→ **Extract to read**:
You could put one on yourself. Hit up the Inferno (they still open?), get them on board, and then just contact whichever film you want to premier. It's not that hard, and people will have a good time. 

Sucks to hear the shred scene going stale in Steamboat. Early 90's were all time in that town.


----------



## F1EA (Oct 25, 2013)

UNION INHOUSE said:


> North American Tour | Absinthe Films


Ohh I see the Rio theater on Vancouver next month....... I think I should go.
Thanks


----------



## KansasNoob (Feb 24, 2013)

Mystery2many said:


> I use to buy every snowboard movie I could find back in Atlanta because it kept my spirit alive till I could move to the mountains (its incredibly hard to be a snowboard junky in the south east). Haven't bought any since I've moved to Steamboat. I'd love to go to a premier or snowboard event, too bad steamboat is skier oriented. We have plenty of snowboarders *but the corp and town view us as the bad kid on the block*.


Saw that first hand. Damn jumping snowboarders! :hairy:


----------



## BurtonAvenger (Aug 14, 2007)

UNION INHOUSE said:


> You could put one on yourself. Hit up the Inferno (they still open?), get them on board, and then just contact whichever film you want to premier. It's not that hard, and people will have a good time.
> 
> Sucks to hear the shred scene going stale in Steamboat. Early 90's were all time in that town.


Inferno is a storage/locker room now. Place is very much the granola eating TGR crowd these days.


----------



## f00bar (Mar 6, 2014)

Just curious, but how are the places to show chosen? Is it the industry that finds a place or a theater that active searches things out?

I ask because the local small town theater that was open for 35 years closed a year ago. They are planning a reopen in a month or so after scrounging the money for digital projectors. They are always on the brink of going out of business and something like this might not be a bad idea to get the word out they are back.


----------



## AgingPunk (Feb 18, 2014)

North American Tour | Absinthe Films[/QUOTE]

Thanks! Gotta pester them for an NYC showing now.


----------



## Bgsmith9 (Oct 1, 2013)

B and waiting until they're released for free if they're not ones I'm particularly excited for. What are the chances that we could get a premiere here in Cincinnati? You guys are one of my favorite companies and your team is killer.


----------



## UNION INHOUSE (Nov 13, 2012)

Bgsmith9 said:


> You guys are one of my favorite companies and your team is killer.


Much appreciated.


----------



## BurtonAvenger (Aug 14, 2007)

On another note. Have you guys looked into getting this onto Netflix? Someone needs to lead the charge to get shred flicks on to Netflix so others will follow suit. Yeah, less DVD/download sales, but broader distribution. This is the way shred flicks need to go in my opinion. I'd love to see stuff like the Standard and Mack Dawg library on there.


----------



## UNION INHOUSE (Nov 13, 2012)

BurtonAvenger said:


> On another note. Have you guys looked into getting this onto Netflix? Someone needs to lead the charge to get shred flicks on to Netflix so others will follow suit. Yeah, less DVD/download sales, but broader distribution. This is the way shred flicks need to go in my opinion. I'd love to see stuff like the Standard and Mack Dawg library on there.


Looking into that for sure. I hear you about those old movies. I ditched my huge collection a while back, and regret I did that.


----------



## BurtonAvenger (Aug 14, 2007)

→ **Stored rows**:
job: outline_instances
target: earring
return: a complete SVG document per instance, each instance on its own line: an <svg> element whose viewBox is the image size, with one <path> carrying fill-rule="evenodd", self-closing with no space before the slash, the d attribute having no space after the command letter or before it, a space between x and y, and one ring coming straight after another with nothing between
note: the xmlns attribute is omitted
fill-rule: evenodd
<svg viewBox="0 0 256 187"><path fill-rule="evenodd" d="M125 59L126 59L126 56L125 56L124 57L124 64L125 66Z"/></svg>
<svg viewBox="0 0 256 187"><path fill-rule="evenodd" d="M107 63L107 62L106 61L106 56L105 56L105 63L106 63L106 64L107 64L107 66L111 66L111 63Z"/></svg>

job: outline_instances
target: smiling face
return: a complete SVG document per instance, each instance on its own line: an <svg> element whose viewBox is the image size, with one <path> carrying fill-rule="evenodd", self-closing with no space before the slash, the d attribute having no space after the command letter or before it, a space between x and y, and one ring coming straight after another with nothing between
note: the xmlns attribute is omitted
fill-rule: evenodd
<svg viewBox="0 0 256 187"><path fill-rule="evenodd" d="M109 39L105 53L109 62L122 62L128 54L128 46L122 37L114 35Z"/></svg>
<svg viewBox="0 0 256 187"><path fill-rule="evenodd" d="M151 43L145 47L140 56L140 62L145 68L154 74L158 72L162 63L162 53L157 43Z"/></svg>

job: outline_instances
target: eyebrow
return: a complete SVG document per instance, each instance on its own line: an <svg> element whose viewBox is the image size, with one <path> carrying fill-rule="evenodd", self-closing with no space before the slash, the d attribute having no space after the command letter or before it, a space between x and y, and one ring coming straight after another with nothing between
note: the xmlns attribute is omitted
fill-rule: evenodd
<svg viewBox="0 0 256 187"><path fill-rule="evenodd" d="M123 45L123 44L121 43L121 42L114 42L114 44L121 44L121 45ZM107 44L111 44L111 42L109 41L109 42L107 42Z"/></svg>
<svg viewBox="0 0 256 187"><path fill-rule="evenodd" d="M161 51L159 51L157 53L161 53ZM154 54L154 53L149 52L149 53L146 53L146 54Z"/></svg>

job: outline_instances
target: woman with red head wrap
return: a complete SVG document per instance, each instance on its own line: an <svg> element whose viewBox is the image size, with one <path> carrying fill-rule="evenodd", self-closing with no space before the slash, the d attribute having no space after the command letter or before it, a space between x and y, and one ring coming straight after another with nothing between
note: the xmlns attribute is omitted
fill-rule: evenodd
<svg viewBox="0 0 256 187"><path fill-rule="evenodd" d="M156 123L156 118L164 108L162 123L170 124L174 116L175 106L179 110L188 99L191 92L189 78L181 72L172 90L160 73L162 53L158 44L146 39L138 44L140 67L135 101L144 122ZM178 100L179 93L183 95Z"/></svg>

→ **Required work**: Summarize the forum thread above in two sentences.

→ **Result for this task**: Forum members discuss snowboard film premieres: one suggests staging a premiere by getting the Inferno on board and contacting a film, another reports that the Inferno is now a storage/locker room, others note or hope for showings in Vancouver, NYC and Cincinnati, and one asks how showing places are chosen. One member urges getting shred flicks onto Netflix for broader distribution, and UNION INHOUSE replies that they are looking into it.